Report only the number of lines in the material below that contain the string "gets".

Records of named region outlines
· · ·
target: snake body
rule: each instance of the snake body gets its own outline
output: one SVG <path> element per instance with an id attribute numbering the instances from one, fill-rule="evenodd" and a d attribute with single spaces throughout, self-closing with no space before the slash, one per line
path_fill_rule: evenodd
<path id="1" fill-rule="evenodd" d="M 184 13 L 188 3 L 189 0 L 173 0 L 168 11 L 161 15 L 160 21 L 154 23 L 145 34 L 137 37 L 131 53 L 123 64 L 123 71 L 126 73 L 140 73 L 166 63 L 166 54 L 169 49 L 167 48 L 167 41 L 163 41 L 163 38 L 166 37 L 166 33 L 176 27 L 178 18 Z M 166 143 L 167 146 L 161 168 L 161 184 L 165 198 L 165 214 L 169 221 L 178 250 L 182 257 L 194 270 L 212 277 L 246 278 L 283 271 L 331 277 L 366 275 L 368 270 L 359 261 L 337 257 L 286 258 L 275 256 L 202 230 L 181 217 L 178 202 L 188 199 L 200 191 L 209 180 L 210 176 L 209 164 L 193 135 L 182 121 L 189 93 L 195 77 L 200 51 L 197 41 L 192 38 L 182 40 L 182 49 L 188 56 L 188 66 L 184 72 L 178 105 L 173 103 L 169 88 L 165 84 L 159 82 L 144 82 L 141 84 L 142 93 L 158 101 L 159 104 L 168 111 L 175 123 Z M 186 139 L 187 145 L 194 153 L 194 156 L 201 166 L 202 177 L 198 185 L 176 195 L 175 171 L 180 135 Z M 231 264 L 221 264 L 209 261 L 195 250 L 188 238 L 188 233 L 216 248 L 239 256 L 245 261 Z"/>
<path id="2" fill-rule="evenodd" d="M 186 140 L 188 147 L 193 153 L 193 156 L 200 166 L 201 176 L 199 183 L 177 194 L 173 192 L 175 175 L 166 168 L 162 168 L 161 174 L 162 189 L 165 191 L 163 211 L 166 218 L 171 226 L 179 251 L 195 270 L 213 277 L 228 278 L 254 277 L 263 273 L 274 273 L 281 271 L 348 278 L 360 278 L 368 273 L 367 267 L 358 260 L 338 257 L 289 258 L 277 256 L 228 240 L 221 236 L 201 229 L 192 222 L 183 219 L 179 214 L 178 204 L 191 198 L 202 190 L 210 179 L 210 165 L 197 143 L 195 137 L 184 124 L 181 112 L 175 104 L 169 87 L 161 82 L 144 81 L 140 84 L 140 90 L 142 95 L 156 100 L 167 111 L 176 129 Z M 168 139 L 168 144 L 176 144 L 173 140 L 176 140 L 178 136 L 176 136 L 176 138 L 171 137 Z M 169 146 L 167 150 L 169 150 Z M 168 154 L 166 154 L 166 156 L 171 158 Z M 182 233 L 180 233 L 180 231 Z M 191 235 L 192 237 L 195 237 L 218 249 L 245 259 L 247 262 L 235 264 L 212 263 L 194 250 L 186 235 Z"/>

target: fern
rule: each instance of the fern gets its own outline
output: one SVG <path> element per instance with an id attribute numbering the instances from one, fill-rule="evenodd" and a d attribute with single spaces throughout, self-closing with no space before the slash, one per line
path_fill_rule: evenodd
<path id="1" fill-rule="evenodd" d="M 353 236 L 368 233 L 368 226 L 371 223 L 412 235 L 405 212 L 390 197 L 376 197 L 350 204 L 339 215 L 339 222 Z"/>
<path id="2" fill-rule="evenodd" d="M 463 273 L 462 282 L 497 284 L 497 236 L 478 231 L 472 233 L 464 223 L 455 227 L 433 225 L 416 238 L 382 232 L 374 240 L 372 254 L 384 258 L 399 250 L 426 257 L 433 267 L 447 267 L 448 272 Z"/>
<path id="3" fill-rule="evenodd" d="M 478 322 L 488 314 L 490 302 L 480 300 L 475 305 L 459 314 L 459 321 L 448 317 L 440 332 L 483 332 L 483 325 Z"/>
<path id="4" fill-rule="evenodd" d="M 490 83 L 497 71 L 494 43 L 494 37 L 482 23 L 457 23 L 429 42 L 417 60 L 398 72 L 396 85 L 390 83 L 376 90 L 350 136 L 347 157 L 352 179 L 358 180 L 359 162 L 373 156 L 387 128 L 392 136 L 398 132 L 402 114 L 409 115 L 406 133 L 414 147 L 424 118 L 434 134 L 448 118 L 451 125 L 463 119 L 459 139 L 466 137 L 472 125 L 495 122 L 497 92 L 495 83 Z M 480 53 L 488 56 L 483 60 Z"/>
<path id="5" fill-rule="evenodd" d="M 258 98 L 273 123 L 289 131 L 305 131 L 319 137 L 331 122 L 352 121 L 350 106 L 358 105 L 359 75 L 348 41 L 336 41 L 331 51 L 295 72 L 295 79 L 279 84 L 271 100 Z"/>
· · ·
▶ [TASK RESULT]:
2